START Data in this exercise

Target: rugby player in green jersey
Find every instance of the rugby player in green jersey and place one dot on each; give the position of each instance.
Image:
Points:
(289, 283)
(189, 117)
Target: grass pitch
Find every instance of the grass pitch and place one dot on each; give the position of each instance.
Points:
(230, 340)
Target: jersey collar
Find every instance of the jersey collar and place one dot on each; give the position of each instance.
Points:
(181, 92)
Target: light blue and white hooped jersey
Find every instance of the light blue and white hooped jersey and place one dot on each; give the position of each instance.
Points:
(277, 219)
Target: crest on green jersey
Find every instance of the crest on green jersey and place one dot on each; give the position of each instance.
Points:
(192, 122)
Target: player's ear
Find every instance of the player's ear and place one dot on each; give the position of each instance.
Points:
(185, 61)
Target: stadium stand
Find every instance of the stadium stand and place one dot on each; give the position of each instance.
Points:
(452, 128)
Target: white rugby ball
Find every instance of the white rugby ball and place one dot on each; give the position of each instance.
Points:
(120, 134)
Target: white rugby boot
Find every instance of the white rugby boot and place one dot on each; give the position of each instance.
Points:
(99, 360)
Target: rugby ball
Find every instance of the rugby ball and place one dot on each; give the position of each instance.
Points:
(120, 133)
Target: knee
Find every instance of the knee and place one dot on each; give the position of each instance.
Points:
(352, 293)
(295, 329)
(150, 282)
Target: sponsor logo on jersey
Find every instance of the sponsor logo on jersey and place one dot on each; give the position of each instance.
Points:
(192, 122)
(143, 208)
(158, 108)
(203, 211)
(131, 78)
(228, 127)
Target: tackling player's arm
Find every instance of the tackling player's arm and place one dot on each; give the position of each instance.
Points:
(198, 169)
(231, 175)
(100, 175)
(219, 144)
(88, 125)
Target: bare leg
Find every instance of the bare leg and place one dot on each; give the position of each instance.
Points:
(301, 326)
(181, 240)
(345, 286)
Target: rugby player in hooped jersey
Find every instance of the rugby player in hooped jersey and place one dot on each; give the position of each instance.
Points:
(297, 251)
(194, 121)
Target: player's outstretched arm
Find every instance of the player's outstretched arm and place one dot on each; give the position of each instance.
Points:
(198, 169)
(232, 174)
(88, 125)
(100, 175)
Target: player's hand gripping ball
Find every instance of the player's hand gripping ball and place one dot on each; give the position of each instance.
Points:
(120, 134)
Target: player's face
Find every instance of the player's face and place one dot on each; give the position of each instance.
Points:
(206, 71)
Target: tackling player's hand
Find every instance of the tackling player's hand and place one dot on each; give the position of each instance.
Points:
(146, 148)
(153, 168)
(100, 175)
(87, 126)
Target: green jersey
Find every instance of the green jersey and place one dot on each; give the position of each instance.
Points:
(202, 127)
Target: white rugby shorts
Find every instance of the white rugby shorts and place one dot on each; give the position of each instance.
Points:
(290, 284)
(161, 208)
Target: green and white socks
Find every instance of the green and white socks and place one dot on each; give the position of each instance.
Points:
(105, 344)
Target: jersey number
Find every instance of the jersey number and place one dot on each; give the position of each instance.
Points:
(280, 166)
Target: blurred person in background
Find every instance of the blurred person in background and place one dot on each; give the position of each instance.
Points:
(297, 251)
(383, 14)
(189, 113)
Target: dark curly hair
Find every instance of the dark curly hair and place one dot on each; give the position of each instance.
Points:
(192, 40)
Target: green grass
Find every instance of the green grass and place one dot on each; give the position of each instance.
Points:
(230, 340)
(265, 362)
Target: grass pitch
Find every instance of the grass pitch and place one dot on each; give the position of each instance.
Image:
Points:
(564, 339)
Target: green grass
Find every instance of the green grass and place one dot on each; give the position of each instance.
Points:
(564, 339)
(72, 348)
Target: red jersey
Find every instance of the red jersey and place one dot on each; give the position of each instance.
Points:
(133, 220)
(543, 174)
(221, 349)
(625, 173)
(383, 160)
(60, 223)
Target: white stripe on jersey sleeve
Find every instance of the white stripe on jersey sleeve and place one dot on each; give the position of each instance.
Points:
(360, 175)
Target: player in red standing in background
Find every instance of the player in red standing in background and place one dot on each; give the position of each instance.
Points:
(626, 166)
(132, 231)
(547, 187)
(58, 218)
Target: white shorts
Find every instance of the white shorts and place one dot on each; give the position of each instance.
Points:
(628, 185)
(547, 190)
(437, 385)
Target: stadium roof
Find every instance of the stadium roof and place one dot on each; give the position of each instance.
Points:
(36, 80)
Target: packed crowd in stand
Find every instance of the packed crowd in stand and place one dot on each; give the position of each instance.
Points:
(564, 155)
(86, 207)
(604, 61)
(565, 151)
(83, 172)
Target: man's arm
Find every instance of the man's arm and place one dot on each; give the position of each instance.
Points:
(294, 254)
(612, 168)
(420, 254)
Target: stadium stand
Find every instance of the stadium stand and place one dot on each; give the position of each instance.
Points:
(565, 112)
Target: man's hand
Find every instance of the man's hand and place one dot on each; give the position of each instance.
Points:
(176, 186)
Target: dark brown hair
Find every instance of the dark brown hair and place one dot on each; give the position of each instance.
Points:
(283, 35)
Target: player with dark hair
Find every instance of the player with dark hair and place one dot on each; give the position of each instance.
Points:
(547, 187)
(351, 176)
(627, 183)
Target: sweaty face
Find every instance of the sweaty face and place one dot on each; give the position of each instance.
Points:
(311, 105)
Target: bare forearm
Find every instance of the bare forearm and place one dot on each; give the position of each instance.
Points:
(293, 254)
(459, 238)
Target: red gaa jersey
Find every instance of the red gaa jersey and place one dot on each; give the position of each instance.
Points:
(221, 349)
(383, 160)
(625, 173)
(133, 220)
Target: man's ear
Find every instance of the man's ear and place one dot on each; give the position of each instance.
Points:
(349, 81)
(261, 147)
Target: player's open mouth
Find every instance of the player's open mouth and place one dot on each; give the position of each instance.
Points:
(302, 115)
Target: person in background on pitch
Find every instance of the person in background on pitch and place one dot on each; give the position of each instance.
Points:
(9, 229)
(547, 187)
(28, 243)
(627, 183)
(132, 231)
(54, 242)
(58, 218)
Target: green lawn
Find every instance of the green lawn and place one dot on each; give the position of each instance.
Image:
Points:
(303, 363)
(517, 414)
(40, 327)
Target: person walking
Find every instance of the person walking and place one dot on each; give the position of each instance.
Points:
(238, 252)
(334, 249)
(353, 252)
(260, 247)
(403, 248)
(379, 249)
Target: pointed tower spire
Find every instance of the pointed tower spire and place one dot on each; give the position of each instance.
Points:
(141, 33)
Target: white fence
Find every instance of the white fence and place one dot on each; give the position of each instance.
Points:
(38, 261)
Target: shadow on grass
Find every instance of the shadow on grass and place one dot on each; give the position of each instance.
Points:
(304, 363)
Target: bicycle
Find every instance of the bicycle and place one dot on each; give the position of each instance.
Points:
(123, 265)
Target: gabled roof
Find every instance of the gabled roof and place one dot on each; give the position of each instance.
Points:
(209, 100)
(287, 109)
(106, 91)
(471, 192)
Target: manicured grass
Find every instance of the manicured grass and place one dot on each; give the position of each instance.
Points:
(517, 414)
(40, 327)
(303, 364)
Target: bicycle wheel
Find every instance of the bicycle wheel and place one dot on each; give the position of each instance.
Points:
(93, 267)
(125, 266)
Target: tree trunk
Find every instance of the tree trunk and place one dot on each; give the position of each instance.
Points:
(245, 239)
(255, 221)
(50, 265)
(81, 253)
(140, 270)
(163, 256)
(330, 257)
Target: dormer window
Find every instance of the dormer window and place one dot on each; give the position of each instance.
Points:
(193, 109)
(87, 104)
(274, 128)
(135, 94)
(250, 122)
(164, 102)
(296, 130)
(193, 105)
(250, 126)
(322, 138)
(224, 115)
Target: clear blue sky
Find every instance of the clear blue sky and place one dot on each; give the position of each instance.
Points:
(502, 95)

END Data in this exercise

— Work to be completed —
Please restate every record shown above, word for word.

— Output for this exercise —
Target: rugby player in green jersey
Find every instance of the rugby player in green jersey and place one dot on each; give the position of each instance.
Image:
Points:
(289, 283)
(189, 117)
Target: grass pitch
Find every instance of the grass pitch and place one dot on each; give the position of each instance.
Points:
(230, 340)
Target: jersey collar
Find every instance of the jersey collar and place one dot on each; give the position of each instance.
Points:
(181, 92)
Target: light blue and white hooped jersey
Find every instance of the light blue and white hooped jersey and place one dot on each; give the position of each instance.
Points:
(277, 219)
Target: crest on green jersey
Find every instance of the crest on green jersey and place one dot on each; give the position of each instance.
Points:
(192, 122)
Target: player's ear
Find every instance of the player's ear and place one dot on each; give the position of each instance.
Points:
(185, 61)
Target: stadium stand
Find every instance of the stadium stand and place one dot on each; give the position of each instance.
Points:
(452, 128)
Target: white rugby ball
Find every instance of the white rugby ball and place one dot on each; give the position of each instance.
Points:
(120, 134)
Target: white rugby boot
Find every instance of the white rugby boot and place one dot on each; give the position of each instance.
Points:
(99, 360)
Target: rugby ball
Find every instance of the rugby ball and place one dot on each; give the position of each instance.
Points:
(120, 133)
Target: knee
Find every instance of the knee and place one dot on each; give the position of each instance.
Points:
(352, 293)
(295, 329)
(150, 282)
Target: sponsor logo on jersey
Find every instance of the sponsor logo on jersey and place one dot on each; give the position of each instance.
Points:
(192, 122)
(143, 208)
(158, 108)
(203, 211)
(131, 78)
(228, 127)
Target: tackling player's arm
Find every instance of the tackling player's arm and place one dot on each; give the position of each instance.
Points:
(198, 169)
(231, 175)
(100, 175)
(219, 144)
(88, 125)
Target: bare leg
Find every instance of the bare leg and place one dot on each; give the position of each instance.
Points:
(301, 326)
(181, 240)
(345, 286)
Target: rugby player in hooped jersey
Find every instance of the rugby player in hooped jersey and place one dot on each; give the position of each instance.
Points:
(297, 251)
(194, 121)
Target: player's outstretched arm
Find every instance of the player's outstretched arm and place one dot on each; give the position of each instance.
Points:
(198, 169)
(232, 174)
(88, 125)
(100, 175)
Target: player's hand gripping ball
Find every instance of the player's hand gripping ball and place one dot on each; give the position of each instance.
Points:
(120, 134)
Target: player's face
Find every instance of the player's face and place one dot on each; give the position of each instance.
Points:
(206, 71)
Target: tackling player's hand
Find every instance of the tackling player's hand and place one dot on each; give the position of each instance.
Points:
(146, 148)
(153, 168)
(100, 175)
(87, 126)
Target: green jersey
Find every instance of the green jersey and place one dot on each; give the position of each instance.
Points:
(202, 127)
Target: white rugby shorts
Find every instance of the white rugby shorts and place one dot on each; give the position of each instance.
Points:
(290, 284)
(161, 208)
Target: green and white socks
Find every instance of the green and white socks and place one dot on each; give the position of each instance.
Points:
(105, 344)
Target: jersey number
Find every instance of the jersey number and place one dot on each; give the position of each instance.
Points:
(280, 166)
Target: blurred person in background
Find every instance of the blurred person in background and place one dot on each; give the position of each instance.
Points:
(297, 251)
(383, 14)
(189, 113)
Target: dark curly hair
Find every instance of the dark curly hair and place one dot on each; give the position of each instance.
Points:
(192, 40)
Target: green grass
Find every instance of the green grass and place one dot on each; give the position of each instance.
Points:
(230, 340)
(265, 362)
Target: grass pitch
Find every instance of the grass pitch and place one dot on each; give the position of each instance.
Image:
Points:
(564, 339)
Target: green grass
Find every instance of the green grass and place one dot on each; give the position of each instance.
Points:
(564, 339)
(72, 348)
Target: red jersey
Find every instance of the red jersey and place one dot on each; give the position of each instance.
Points:
(133, 220)
(543, 174)
(221, 349)
(625, 173)
(383, 160)
(60, 223)
Target: white stripe on jersey sleeve
Find every instance of the white stripe on jersey sleeve and place one dot on each; give the position of each instance.
Points:
(360, 175)
Target: player in red standing in background
Find every instance of the player in red standing in background and place one dot on each; give the position of each instance.
Points:
(626, 166)
(132, 231)
(547, 187)
(58, 218)
Target: white shorts
Find every instance of the white shorts and place one dot on each; give the position of each instance.
Points:
(628, 185)
(547, 190)
(437, 385)
Target: stadium roof
Find every instance of the stadium roof and place one dot on each; give the position of each instance.
Points:
(36, 80)
Target: packed crowd in stand
Find every instance of the packed crowd in stand and place one dot on each; give the position of each instance.
Points:
(564, 155)
(86, 207)
(604, 61)
(565, 151)
(83, 172)
Target: man's arm
Find every instance of the man's arm and place one dot on each; give the position of each instance.
Points:
(294, 254)
(612, 168)
(420, 254)
Target: stadium stand
Find every instance of the stadium stand and place one dot on each; give the position of each instance.
Points:
(565, 112)
Target: man's hand
Find every instance of the man's hand and place one dot on each; give the position of each instance.
Points:
(176, 186)
Target: dark brown hair
Find every instance of the dark brown hair and place one dot on each; give the position of each instance.
Points:
(283, 35)
Target: player with dark hair
Find every instance of the player with dark hair and place one dot on each; give the position of each instance.
Points:
(547, 187)
(351, 176)
(627, 183)
Target: sweaty face
Find every instance of the sweaty face and place one dot on each; give the position of each instance.
Points:
(311, 105)
Target: bare forearm
Find every instance of the bare forearm and place one dot on each; give the position of each instance.
Points:
(293, 254)
(459, 238)
Target: red gaa jersey
Find every instance of the red gaa jersey and place one dot on each; give the position of each instance.
Points:
(221, 349)
(383, 160)
(625, 173)
(133, 220)
Target: man's ear
Find every instance of the man's ear and place one dot on each; give the position of each instance.
Points:
(349, 81)
(261, 147)
Target: player's open mouth
Find every instance of the player's open mouth and place one dot on each; give the position of each instance.
Points:
(302, 115)
Target: person in background on pitch
Find every instance of the person in background on pitch and place one dot on each; give the position of each instance.
Points:
(9, 229)
(547, 187)
(28, 243)
(627, 183)
(132, 231)
(54, 242)
(58, 218)
Target: green lawn
Find every instance of the green lawn and place one dot on each; give the position of each instance.
Image:
Points:
(303, 363)
(517, 414)
(40, 327)
Target: person walking
Find every instance of the person walking and place one dot on each; give the position of each instance.
Points:
(238, 252)
(334, 249)
(353, 252)
(260, 247)
(403, 248)
(379, 249)
Target: pointed tower spire
Find every instance of the pointed tower spire and place one dot on each; give the position of each instance.
Points:
(141, 33)
Target: white fence
Find every instance of the white fence and place one dot on each; give the position of each instance.
Points:
(38, 261)
Target: shadow on grass
Find every instance of the shadow on grass and place one dot on each; give the position of each instance.
Points:
(304, 363)
Target: bicycle
Find every instance of the bicycle and place one dot on each; give the position of each instance.
Points:
(123, 265)
Target: gabled roof
Find every instance of the gabled roof and place one dot on each; give the position of each instance.
Points:
(209, 100)
(287, 109)
(106, 91)
(471, 192)
Target: manicured grass
Find every instance of the manicured grass and place one dot on each; give the position of each instance.
Points:
(517, 414)
(40, 327)
(303, 364)
Target: bicycle wheel
Find every instance of the bicycle wheel and place one dot on each; give the position of each instance.
Points:
(93, 267)
(125, 266)
Target: tree trunk
Find every instance of the tree trunk and place one dot on each; give the position of each instance.
Points:
(245, 239)
(255, 221)
(50, 265)
(81, 253)
(140, 270)
(163, 256)
(330, 257)
Target: dormer window
Find every instance of the dormer window and place one dot on each; give the position of each instance.
Points:
(193, 109)
(87, 104)
(274, 128)
(135, 94)
(250, 122)
(164, 102)
(296, 130)
(193, 105)
(250, 126)
(322, 138)
(224, 115)
Target: clear blue sky
Find every instance of the clear blue sky and place one dot on each; give the position of each instance.
Points:
(502, 95)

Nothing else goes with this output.